[Stored items]
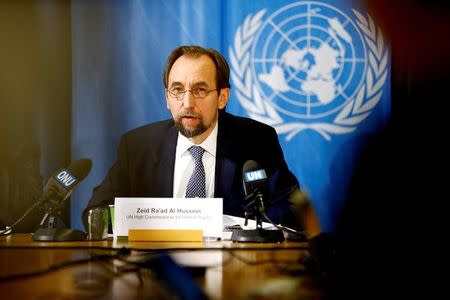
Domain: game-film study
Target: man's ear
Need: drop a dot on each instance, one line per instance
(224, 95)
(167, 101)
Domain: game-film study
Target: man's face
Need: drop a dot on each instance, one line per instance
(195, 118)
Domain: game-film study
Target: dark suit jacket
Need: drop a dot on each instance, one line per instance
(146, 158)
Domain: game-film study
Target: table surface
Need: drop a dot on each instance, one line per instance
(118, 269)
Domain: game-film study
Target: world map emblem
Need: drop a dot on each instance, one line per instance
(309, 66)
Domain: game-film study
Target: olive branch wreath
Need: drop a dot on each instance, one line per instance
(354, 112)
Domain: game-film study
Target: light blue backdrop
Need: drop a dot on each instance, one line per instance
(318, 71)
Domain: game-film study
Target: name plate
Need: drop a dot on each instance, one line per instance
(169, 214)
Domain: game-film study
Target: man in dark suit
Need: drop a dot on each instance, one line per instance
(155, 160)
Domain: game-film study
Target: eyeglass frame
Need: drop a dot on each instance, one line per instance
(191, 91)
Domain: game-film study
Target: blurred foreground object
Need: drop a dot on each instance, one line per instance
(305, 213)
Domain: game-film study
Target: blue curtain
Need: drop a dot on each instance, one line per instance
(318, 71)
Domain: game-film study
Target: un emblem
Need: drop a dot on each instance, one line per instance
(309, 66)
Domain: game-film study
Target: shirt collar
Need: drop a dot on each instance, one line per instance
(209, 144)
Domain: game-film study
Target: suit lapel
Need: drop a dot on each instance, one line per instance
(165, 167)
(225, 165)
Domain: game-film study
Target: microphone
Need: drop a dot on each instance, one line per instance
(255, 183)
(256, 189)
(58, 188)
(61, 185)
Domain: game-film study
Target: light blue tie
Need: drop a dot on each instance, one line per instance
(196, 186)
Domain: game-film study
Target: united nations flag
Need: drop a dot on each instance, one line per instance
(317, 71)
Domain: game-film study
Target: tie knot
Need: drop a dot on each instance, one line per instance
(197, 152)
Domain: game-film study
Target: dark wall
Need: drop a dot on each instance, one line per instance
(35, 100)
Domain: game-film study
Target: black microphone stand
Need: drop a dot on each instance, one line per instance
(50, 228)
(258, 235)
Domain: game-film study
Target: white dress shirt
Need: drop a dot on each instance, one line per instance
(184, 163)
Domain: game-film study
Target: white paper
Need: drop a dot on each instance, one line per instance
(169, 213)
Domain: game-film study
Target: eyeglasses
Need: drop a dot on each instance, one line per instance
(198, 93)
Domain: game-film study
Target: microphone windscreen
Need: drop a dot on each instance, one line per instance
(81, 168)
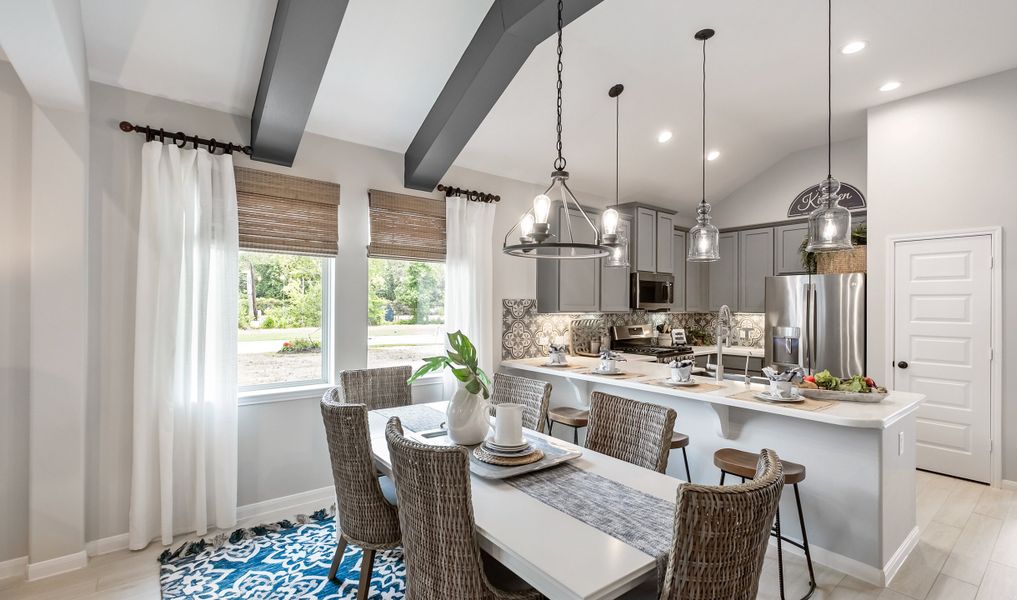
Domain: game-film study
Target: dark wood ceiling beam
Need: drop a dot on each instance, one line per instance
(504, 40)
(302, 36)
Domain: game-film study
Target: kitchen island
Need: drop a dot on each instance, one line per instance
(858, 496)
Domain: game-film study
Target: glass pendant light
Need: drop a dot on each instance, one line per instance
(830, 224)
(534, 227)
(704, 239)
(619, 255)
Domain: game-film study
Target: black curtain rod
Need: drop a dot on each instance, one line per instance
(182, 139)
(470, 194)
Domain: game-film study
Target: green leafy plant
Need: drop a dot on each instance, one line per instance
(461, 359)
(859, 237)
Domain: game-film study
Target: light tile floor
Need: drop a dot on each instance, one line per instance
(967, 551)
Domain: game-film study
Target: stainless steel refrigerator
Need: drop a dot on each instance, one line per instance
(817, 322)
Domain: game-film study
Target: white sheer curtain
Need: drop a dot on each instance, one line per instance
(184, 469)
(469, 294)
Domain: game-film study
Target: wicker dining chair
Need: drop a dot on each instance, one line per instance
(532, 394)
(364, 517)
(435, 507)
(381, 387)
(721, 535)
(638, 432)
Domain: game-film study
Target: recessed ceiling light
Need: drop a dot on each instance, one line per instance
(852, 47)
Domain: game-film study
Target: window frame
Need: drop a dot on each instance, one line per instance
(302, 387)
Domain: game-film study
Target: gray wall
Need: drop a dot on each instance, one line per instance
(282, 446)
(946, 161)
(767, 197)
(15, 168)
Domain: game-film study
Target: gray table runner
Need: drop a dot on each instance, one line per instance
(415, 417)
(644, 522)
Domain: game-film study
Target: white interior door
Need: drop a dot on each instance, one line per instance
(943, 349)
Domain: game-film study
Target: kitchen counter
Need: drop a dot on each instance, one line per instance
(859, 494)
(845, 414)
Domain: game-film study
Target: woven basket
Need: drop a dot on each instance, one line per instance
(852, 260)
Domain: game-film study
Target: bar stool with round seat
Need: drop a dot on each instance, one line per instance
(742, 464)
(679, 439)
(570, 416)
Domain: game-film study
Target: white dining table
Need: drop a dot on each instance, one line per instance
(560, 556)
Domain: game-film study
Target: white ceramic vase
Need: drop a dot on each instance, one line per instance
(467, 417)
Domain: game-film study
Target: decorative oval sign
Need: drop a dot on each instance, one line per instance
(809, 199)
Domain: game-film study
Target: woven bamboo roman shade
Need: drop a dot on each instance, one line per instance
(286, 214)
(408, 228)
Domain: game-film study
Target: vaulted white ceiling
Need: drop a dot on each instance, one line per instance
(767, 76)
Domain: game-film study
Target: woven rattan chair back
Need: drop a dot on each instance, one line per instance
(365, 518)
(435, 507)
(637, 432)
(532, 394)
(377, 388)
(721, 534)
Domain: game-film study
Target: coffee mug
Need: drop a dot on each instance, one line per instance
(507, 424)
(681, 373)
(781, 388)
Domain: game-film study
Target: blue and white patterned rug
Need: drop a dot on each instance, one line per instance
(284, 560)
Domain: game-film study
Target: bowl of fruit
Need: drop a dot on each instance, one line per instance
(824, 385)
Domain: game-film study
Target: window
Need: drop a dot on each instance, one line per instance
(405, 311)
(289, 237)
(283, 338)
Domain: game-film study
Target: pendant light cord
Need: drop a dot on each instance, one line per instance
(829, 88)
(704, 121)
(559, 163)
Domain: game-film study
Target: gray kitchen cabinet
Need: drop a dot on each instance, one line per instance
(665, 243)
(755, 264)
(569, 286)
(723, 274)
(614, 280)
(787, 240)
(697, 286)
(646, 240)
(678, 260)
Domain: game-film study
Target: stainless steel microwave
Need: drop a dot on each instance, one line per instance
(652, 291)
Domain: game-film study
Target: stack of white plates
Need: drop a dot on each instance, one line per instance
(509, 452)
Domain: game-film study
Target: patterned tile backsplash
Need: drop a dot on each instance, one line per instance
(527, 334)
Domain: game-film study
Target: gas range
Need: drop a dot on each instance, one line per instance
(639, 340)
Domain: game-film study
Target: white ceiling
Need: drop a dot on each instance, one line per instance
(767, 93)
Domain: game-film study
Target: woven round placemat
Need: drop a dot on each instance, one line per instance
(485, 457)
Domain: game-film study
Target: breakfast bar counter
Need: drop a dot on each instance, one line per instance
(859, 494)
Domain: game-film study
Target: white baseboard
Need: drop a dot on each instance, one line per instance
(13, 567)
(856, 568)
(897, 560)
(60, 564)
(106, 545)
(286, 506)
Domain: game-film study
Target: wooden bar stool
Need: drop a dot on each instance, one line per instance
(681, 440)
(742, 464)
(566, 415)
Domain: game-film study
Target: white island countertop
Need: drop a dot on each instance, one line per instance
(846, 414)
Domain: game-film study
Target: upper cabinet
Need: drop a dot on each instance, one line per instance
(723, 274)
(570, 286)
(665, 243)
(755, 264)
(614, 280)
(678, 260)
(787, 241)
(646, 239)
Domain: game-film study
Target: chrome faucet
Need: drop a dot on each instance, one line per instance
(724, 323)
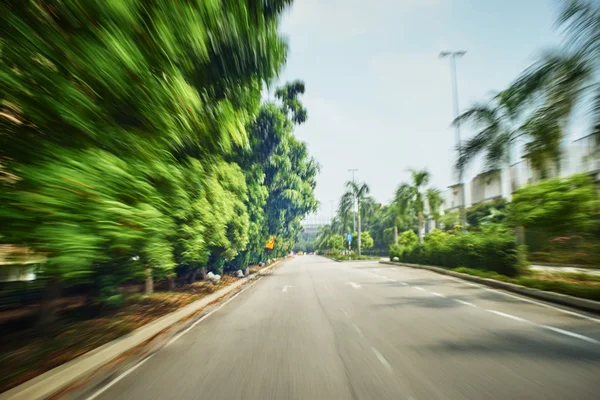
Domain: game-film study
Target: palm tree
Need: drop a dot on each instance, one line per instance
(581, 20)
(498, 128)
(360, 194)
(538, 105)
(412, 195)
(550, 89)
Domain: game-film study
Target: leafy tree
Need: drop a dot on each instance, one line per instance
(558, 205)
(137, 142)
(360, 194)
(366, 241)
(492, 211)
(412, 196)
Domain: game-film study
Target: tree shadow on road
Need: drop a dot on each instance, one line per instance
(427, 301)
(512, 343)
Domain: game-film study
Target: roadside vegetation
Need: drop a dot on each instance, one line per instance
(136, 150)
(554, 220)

**TASK DETAILS**: Reproduce only the lines above, starting at the line with "Target: white baseboard" and ending at the line with "Target: white island countertop", exactly as written.

**EXPECTED ANSWER**:
Target: white baseboard
Need: drop a dot on each instance, one line per instance
(13, 567)
(856, 568)
(897, 560)
(60, 564)
(106, 545)
(286, 506)
Domain: game-film study
Target: wooden bar stool
Need: drop a dot on each instance, one line per instance
(681, 440)
(742, 464)
(566, 415)
Domain: game-film study
Target: white island countertop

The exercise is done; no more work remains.